** Your goal **
Repeat every entry word for word; omit all pictures.

----- Records shown -----

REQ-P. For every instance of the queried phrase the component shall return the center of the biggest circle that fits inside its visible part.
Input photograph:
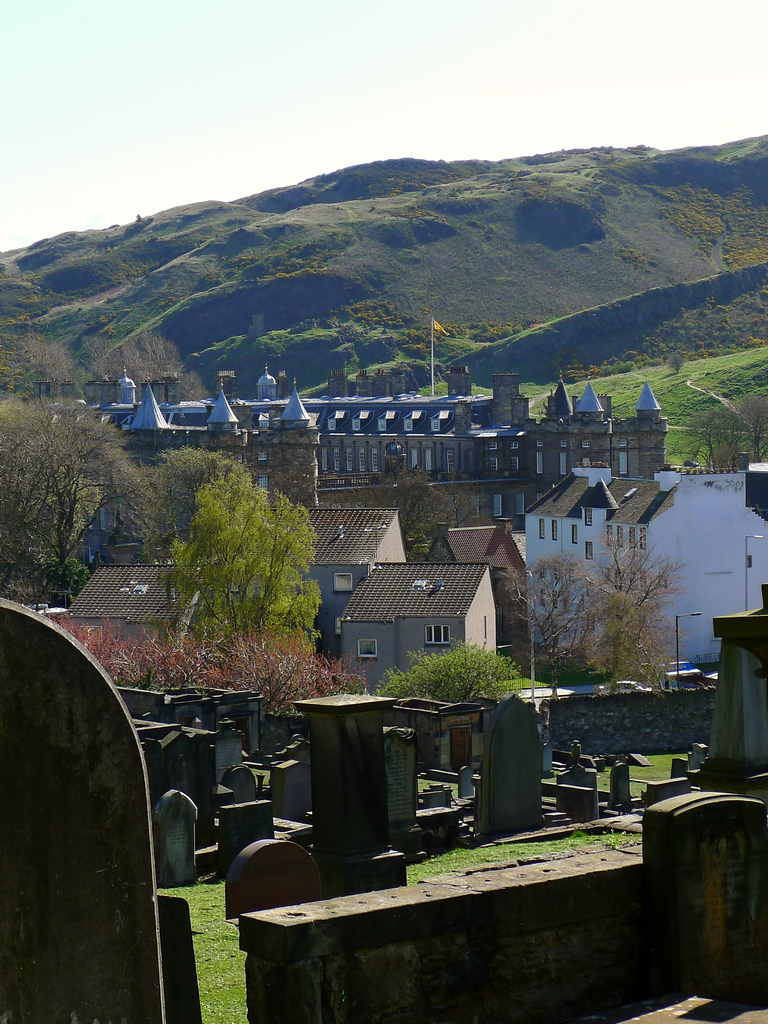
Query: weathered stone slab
(270, 873)
(291, 785)
(706, 867)
(179, 969)
(79, 931)
(173, 829)
(511, 787)
(242, 781)
(241, 824)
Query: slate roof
(389, 593)
(147, 415)
(359, 541)
(492, 545)
(647, 401)
(589, 402)
(134, 593)
(627, 501)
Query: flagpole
(432, 348)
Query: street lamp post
(750, 537)
(685, 614)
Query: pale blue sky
(132, 107)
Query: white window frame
(368, 648)
(436, 634)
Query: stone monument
(268, 873)
(350, 823)
(173, 829)
(737, 759)
(79, 934)
(706, 869)
(400, 756)
(511, 773)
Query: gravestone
(241, 824)
(679, 768)
(242, 781)
(350, 819)
(466, 788)
(706, 873)
(620, 798)
(179, 970)
(184, 761)
(578, 802)
(663, 790)
(173, 830)
(511, 782)
(268, 873)
(79, 936)
(291, 785)
(228, 748)
(400, 755)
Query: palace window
(436, 634)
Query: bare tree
(630, 589)
(753, 413)
(553, 597)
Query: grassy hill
(548, 262)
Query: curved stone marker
(511, 786)
(268, 873)
(78, 909)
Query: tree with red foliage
(283, 668)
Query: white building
(715, 524)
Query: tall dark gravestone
(511, 775)
(706, 867)
(350, 823)
(79, 932)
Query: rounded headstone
(268, 873)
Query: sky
(113, 110)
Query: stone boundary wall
(541, 942)
(621, 723)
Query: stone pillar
(349, 795)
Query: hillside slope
(343, 268)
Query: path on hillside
(717, 250)
(713, 394)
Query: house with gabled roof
(349, 543)
(497, 547)
(132, 599)
(398, 609)
(713, 524)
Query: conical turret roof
(647, 401)
(589, 402)
(295, 412)
(221, 414)
(147, 415)
(563, 404)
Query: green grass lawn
(221, 965)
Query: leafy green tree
(170, 491)
(245, 563)
(463, 673)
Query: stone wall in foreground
(648, 723)
(529, 944)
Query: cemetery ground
(221, 965)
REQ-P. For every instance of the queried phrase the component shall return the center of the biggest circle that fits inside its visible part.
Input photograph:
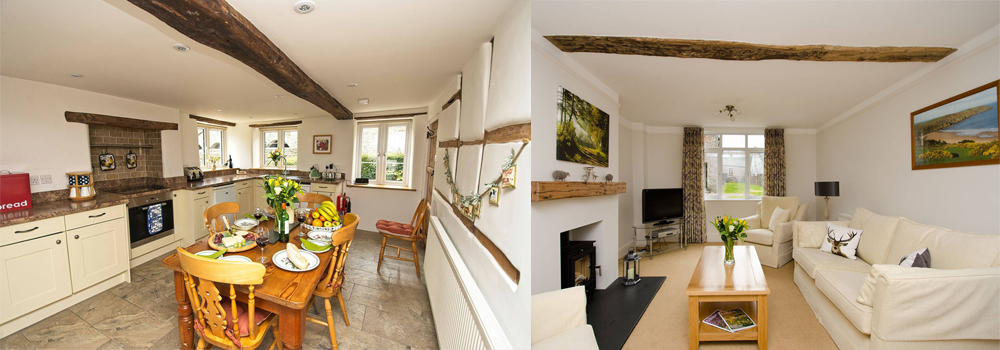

-----

** Answer to this problem **
REQ-P. For every instance of the queried phrase the component shall return the center of the biggest circle that fits inside its visible part.
Input photograph:
Query: weathered stone slab
(270, 873)
(291, 785)
(706, 867)
(179, 969)
(79, 931)
(173, 829)
(511, 787)
(242, 781)
(241, 824)
Query: slate roof
(389, 593)
(147, 415)
(359, 541)
(492, 545)
(647, 401)
(589, 402)
(134, 593)
(627, 501)
Query: flagpole
(432, 348)
Query: street lamp post
(750, 537)
(685, 614)
Query: pale blue sky
(132, 107)
Query: white window frame
(368, 648)
(436, 634)
Query: stone monument
(268, 873)
(350, 823)
(173, 829)
(737, 759)
(79, 934)
(706, 869)
(400, 756)
(511, 773)
Query: gravestone
(241, 824)
(679, 768)
(242, 781)
(350, 819)
(466, 788)
(706, 873)
(620, 798)
(179, 970)
(184, 761)
(578, 802)
(663, 790)
(173, 830)
(511, 782)
(268, 873)
(79, 936)
(291, 785)
(228, 748)
(400, 755)
Query: palace window
(436, 634)
Query: bare tree
(630, 589)
(753, 413)
(553, 597)
Query: grassy hill
(548, 262)
Query: curved stone marker
(511, 786)
(268, 873)
(78, 909)
Query: tree with red foliage
(283, 668)
Query: white building
(715, 524)
Query: tall dark gravestone
(511, 775)
(706, 867)
(350, 823)
(79, 932)
Query: rounded headstone
(268, 873)
Query: sky
(113, 110)
Query: stone boundary wall
(541, 942)
(621, 723)
Query: stone pillar
(349, 795)
Query: hillside slope
(343, 268)
Query: path on hillside
(717, 250)
(713, 394)
Query: house with gabled roof
(349, 543)
(497, 547)
(132, 599)
(398, 609)
(713, 524)
Query: conical turret roof
(647, 401)
(589, 402)
(295, 412)
(221, 414)
(147, 415)
(563, 404)
Query: green grass lawn
(221, 965)
Query: leafy green tree
(170, 491)
(245, 563)
(463, 673)
Query: stone wall in foreground
(648, 723)
(529, 944)
Query: cemetery ground
(221, 965)
REQ-P. For every instance of the queried phrase the component shall return the center of the biggest circle that fits inside its visible part.
Input photograph:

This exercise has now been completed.